(Dataset excerpts on object pointing)
<<<<

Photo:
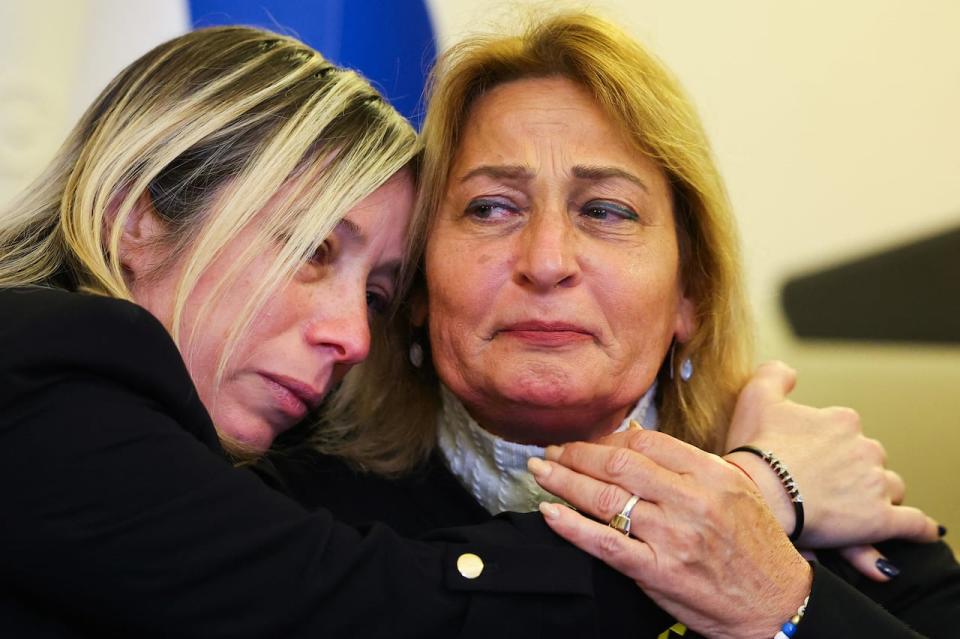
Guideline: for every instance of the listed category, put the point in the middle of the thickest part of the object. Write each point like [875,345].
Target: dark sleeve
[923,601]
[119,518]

>>>>
<<<<

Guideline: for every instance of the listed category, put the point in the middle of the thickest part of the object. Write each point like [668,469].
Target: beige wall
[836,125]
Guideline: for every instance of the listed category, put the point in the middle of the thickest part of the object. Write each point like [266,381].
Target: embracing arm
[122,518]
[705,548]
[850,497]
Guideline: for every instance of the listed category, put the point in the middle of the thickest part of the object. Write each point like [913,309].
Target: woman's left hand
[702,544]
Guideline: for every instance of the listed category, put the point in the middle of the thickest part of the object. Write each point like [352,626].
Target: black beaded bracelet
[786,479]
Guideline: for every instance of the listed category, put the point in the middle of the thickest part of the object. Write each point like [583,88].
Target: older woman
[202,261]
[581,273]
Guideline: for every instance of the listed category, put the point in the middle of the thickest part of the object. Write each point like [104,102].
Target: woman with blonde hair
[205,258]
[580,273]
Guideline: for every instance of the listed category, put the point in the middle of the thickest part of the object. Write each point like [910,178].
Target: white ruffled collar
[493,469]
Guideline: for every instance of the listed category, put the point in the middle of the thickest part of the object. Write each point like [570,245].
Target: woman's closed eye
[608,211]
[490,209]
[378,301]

>>>>
<<<<

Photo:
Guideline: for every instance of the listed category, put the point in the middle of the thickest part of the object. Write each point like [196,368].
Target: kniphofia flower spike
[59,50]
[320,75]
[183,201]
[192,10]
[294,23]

>>>>

» WORK TO COMPLETE:
Extract each line of the listing above that contains the string "Target", reproducing those lines in their original order.

» TASK RESULT:
Target: dark sleeve
Target: beige wall
Target: embracing arm
Target: woman's left hand
Target: black beaded bracelet
Target: older woman
Target: woman with blonde hair
Target: white ruffled collar
Target: woman's closed eye
Target: kniphofia flower spike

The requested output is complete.